WRITTEN TASK: Locate each line in the material below that contains the string "rake", and copy those lines out. The match is case-sensitive.

AVAILABLE RECORDS:
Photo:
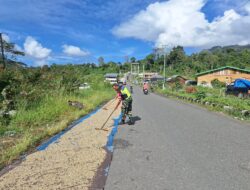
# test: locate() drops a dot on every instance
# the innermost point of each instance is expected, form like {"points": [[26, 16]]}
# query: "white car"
{"points": [[84, 86]]}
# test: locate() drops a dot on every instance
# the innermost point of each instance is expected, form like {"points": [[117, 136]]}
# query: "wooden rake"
{"points": [[102, 127], [105, 108]]}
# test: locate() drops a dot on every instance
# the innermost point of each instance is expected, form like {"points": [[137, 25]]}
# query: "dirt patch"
{"points": [[70, 163]]}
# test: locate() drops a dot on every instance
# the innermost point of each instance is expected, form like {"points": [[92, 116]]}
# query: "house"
{"points": [[176, 78], [156, 77], [148, 76], [225, 74], [111, 77]]}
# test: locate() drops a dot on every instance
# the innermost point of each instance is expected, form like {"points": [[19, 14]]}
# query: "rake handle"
{"points": [[107, 119]]}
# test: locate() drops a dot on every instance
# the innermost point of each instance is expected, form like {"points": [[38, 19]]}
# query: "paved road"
{"points": [[177, 146]]}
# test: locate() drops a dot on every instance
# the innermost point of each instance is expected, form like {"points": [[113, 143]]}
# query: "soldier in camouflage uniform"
{"points": [[125, 97]]}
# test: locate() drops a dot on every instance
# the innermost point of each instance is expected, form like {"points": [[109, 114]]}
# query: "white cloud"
{"points": [[36, 51], [181, 22], [74, 51], [6, 38]]}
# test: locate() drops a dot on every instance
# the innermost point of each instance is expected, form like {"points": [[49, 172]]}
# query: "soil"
{"points": [[69, 163]]}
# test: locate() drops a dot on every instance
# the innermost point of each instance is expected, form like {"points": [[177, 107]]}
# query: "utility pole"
{"points": [[164, 70], [2, 50]]}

TASK OUTPUT:
# query: "wooden rake"
# query: "rake handle"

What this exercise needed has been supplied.